▶ _Given task_:
Give the listing below again in full, exactly as written.

[Recorded data]
_ _ _ _ _ _ _

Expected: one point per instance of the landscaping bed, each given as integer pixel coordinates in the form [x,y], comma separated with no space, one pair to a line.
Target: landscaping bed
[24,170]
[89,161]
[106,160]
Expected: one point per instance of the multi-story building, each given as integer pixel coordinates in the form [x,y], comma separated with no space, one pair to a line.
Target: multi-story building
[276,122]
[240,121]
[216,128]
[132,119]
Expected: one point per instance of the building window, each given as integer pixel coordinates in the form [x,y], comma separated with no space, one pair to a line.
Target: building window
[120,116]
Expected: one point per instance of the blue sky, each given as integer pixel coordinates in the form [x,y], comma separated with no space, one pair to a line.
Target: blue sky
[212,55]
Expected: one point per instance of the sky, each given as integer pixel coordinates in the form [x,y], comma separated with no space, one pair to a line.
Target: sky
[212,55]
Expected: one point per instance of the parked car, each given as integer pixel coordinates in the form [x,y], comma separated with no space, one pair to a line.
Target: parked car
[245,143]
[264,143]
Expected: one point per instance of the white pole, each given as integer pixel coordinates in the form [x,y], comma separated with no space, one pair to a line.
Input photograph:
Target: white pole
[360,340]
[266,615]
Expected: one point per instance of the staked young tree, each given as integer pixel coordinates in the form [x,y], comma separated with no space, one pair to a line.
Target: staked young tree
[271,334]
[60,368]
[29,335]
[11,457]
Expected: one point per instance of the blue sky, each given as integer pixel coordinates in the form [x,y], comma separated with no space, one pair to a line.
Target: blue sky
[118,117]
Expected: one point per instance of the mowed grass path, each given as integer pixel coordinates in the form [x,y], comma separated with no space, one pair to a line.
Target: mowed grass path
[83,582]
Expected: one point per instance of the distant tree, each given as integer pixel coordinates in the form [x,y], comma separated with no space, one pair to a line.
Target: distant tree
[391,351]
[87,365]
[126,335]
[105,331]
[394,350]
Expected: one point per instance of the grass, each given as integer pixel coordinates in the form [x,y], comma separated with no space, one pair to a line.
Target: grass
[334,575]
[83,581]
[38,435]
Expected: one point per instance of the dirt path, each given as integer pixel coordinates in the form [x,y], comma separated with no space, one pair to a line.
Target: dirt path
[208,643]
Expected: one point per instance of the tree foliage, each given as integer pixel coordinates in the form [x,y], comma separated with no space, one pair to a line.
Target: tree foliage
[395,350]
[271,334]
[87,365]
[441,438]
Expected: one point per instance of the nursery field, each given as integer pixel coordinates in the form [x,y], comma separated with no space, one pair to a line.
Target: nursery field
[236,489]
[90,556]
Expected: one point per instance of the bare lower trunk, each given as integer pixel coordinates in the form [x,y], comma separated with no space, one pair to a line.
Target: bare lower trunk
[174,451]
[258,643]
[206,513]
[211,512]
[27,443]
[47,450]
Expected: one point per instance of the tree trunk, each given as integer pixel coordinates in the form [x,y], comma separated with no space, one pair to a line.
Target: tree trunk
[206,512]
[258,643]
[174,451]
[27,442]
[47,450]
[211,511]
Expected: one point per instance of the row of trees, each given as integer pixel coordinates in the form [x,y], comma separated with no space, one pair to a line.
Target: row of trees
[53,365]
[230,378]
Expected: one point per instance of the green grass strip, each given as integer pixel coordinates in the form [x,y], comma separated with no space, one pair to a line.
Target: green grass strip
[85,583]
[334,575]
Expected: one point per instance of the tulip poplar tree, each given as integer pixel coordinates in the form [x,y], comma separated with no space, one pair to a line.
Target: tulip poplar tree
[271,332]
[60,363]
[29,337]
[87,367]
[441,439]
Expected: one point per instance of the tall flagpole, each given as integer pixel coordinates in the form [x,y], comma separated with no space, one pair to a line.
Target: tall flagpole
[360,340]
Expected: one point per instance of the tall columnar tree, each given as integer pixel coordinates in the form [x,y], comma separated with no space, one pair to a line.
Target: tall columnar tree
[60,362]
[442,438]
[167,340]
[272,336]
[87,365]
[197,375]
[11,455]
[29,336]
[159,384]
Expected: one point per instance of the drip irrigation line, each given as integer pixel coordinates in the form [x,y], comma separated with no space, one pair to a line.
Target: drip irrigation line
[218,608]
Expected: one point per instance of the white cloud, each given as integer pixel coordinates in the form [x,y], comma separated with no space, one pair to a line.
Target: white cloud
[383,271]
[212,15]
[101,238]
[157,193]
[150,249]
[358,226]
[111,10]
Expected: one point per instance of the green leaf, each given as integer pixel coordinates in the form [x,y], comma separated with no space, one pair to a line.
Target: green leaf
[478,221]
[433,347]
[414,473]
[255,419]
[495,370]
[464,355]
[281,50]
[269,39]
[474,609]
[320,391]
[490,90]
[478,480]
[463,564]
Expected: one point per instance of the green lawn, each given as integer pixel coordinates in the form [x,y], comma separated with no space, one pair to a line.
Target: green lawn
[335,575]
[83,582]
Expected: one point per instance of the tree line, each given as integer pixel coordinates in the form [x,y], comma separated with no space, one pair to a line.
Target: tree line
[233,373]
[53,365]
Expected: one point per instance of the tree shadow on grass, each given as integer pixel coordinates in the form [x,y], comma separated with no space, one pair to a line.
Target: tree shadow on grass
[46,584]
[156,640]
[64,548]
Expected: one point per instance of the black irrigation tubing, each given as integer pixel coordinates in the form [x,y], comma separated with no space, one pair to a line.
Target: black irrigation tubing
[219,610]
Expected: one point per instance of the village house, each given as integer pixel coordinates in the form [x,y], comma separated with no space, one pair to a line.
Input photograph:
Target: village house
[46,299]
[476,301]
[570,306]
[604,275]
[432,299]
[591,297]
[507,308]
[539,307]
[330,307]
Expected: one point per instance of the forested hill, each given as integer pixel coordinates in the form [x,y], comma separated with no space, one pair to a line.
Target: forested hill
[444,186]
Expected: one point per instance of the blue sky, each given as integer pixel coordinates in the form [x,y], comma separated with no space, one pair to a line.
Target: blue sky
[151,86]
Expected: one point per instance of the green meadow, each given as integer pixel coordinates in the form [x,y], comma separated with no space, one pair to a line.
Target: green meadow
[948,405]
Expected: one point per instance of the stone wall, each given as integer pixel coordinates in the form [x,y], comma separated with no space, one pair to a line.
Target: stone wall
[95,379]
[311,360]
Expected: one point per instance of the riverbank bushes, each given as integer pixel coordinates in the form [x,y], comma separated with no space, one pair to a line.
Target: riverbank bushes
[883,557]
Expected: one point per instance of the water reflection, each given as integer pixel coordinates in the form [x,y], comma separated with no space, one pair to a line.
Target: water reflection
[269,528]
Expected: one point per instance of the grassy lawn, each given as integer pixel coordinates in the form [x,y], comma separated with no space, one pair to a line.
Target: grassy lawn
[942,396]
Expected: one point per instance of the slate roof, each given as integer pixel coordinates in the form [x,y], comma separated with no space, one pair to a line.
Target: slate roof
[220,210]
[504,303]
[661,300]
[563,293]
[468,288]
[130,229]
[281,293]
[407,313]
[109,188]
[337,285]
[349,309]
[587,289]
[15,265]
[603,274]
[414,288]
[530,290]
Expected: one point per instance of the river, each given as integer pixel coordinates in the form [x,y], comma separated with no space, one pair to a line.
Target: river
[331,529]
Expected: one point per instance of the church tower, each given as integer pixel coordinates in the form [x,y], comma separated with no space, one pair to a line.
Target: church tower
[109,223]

_ _ _ _ _ _ _

▶ _Result of the exercise_:
Expected: one point per instance of the landscaping bed, each given as integer pixel coordinates in the form [x,y], comma separated with no space, one pair to a line.
Target: landscaping bed
[24,170]
[89,161]
[106,160]
Expected: one point per instance of the multi-story building, each given as integer pixel coordinates in the form [x,y], comma separated with no space, one pair to a line.
Target: multi-story building
[276,122]
[240,121]
[216,128]
[132,119]
Expected: one point per instance of the building window, each given as integer pixel coordinates in the form [x,y], comma separated with no space, one pair to a line.
Target: building window
[120,116]
Expected: one point per instance of the blue sky, each given as integer pixel coordinates in the form [x,y], comma separated with no space, one pair to a line.
Target: blue sky
[212,55]
Expected: one point per instance of the sky, each given as integer pixel coordinates in the form [x,y], comma separated with no space, one pair to a line.
Target: sky
[212,55]
Expected: one point per instance of the parked car, each given as integer pixel coordinates in the form [x,y], comma separated with no space, one pair to a line.
Target: parked car
[245,143]
[264,143]
Expected: one point per instance of the white pole, each given as integer pixel coordinates in the form [x,y], comma separated with no space, one pair to a line.
Input photograph:
Target: white pole
[360,340]
[266,615]
Expected: one point per instance of the staked young tree, each given as integer pixel coordinates in the form [x,y], comma separated with no space, one pair to a line.
Target: staked young tree
[271,334]
[60,368]
[29,335]
[11,457]
Expected: one point per instance of the blue sky, each given as integer pixel coordinates in the form [x,y], comma separated with no space, one pair to a line.
Target: blue sky
[118,117]
Expected: one point per instance of the mowed grass path, each given as integer pixel coordinates in the form [x,y], comma separated with no space, one pair to a line.
Target: mowed grass path
[83,582]
Expected: one point per instance of the distant tree, each given as integer pixel coordinates in the form [x,y], comma separated with no space, one pair to a line.
Target: distant tree
[391,351]
[87,365]
[126,335]
[105,331]
[394,350]
Expected: one point per instance of the grass, each given as integer pixel coordinates in the form [x,y], comma separated with no space, one pair to a line.
Target: grass
[334,575]
[83,581]
[38,435]
Expected: one point per instance of the dirt path, each given as integer pixel coordinates in the form [x,y], comma separated with no space, one pair to a line.
Target: dirt path
[208,643]
Expected: one point per instance of the tree foliage, each given as integer pixel coordinates in the form [x,y], comma separated with no space, one pair to a line.
Target: tree foliage
[395,350]
[271,334]
[87,365]
[441,438]
Expected: one point per instance of the nursery field, each given as integer pixel coordinates in the form [x,y], comma separated with no space, one pair to a line.
Target: nursery field
[236,489]
[90,556]
Expected: one point per instance of the bare lower trunk, each given as integer pixel coordinates in the form [x,y], comma separated with no space, one pair to a line.
Target: bare lower trunk
[174,451]
[258,643]
[206,513]
[211,512]
[27,443]
[47,450]
Expected: one point per instance of the tree trunk, each given as integer pixel coordinates in the form [x,y], comma separated with no space, one pair to a line.
Target: tree trunk
[206,512]
[258,643]
[174,451]
[27,442]
[47,450]
[211,511]
Expected: one point per instance of the row of trees, each given as integer pixel coordinates in the form [x,y], comma separated with no space, one pair to a line.
Target: row of trees
[53,365]
[230,378]
Expected: one point per instance of the green grass strip, each given as integer pixel coordinates in the form [x,y], comma separated with no space, one pair to a line.
Target: green grass strip
[85,583]
[334,575]
Expected: one point per instance of the tulip poplar tree, each given as integer pixel coordinates in the form [x,y], comma separated with no space, one pair to a line.
Target: tulip poplar tree
[271,332]
[60,363]
[29,337]
[87,367]
[441,439]
Expected: one point per instance of the tall flagpole, each given as integer pixel coordinates in the form [x,y], comma separated with no space, one pair to a line.
Target: tall flagpole
[360,340]
Expected: one point per instance of the tall columnar tree, each given as integer pixel coordinates in the form [x,y], comma separated with no space, one pair to a line.
Target: tall columnar tree
[60,362]
[442,438]
[167,340]
[272,336]
[87,365]
[197,375]
[11,455]
[29,336]
[159,384]
Expected: one point per instance of the drip irrigation line, each given as integer pixel coordinates in the form [x,y], comma separated with no space, one pair to a line.
Target: drip irrigation line
[218,608]
Expected: one point per instance of the white cloud, each given as integer pixel coordinates in the form [x,y], comma separated with no space, one pair to a line.
Target: white cloud
[383,271]
[212,15]
[101,238]
[157,193]
[150,249]
[358,226]
[111,10]
Expected: one point per instance of the green leaf, each given as integer pixel coordinates in the form [x,y], comma separated with no space, one pair to a line.
Target: green leaf
[478,221]
[433,347]
[414,473]
[255,419]
[495,370]
[464,355]
[281,50]
[269,39]
[474,609]
[320,391]
[490,90]
[478,480]
[463,564]
Expected: one point per instance of the green lawn, each given as integer pixel coordinates in the form [x,y], comma separated with no space, one pair to a line.
Target: green lawn
[335,575]
[83,582]
Expected: one point per instance of the tree line, each given as integer pixel coordinates in the form [x,y], comma separated with no space, one pair to a line.
Target: tree line
[233,373]
[53,365]
Expected: one point per instance of the tree shadow on grass, each given as integer pixel coordinates in the form [x,y], comma separated with no space, one pair to a line.
Target: tree shadow on grass
[46,584]
[156,640]
[64,548]
Expected: one point per instance of the black irrigation tubing, each given as integer pixel coordinates in the form [x,y], comma separated with no space, one pair to a line.
Target: black irrigation tubing
[219,610]
Expected: one point per instance of the village house, each given as integer pixel coordinates in the form [x,y], comma separated with no space, one pair to a line.
Input photograph:
Target: village house
[46,299]
[476,301]
[570,306]
[604,275]
[432,299]
[591,297]
[507,308]
[539,307]
[330,307]
Expected: one point per instance of the forested hill, each given as integer pixel coordinates in the form [x,y], comma separated with no space, one pair to a line.
Target: forested hill
[444,186]
Expected: one point per instance of the blue sky, each given as integer pixel coordinates in the form [x,y], comma separated with no space, one pair to a line.
Target: blue sky
[151,86]
Expected: one point per instance of the green meadow, each given as integer pixel coordinates in the form [x,y], comma separated with no space, one pair to a line.
Target: green meadow
[948,405]
Expected: one point per instance of the stone wall, each given as integer pixel coordinates in the form [x,y], comma separated with no space, one pair to a line.
Target: stone wall
[95,379]
[311,360]
Expected: one point per instance of the riverbank bushes, each given as integer pixel coordinates in the form [x,y], comma separated with no space, one pair to a line.
Target: riverbank bushes
[883,557]
Expected: one point per instance of the water reflection, each given as integer pixel coordinates in the form [x,y], comma separated with no space, one pair to a line.
Target: water reflection
[269,528]
Expected: one point per instance of the grassy lawn, each given as integer pixel coordinates in the form [x,y], comma separated with no space, one pair to a line.
Target: grassy lawn
[942,396]
Expected: one point per instance of the slate roof, each given as integer pixel coordinates in the form [x,y], comma separated with no space, one pair to a line.
Target: slate roof
[220,210]
[504,303]
[661,300]
[563,293]
[468,288]
[130,229]
[281,293]
[407,313]
[109,188]
[337,285]
[349,309]
[587,289]
[15,265]
[603,274]
[414,288]
[530,290]
Expected: one point per instance of the river, each given as integer pixel coordinates in the form [x,y], comma separated with no space, one pair to a line.
Target: river
[331,529]
Expected: one point per instance of the church tower, each given as integer pixel coordinates in the form [x,y], comma separated with no space, one pair to a line.
Target: church tower
[109,223]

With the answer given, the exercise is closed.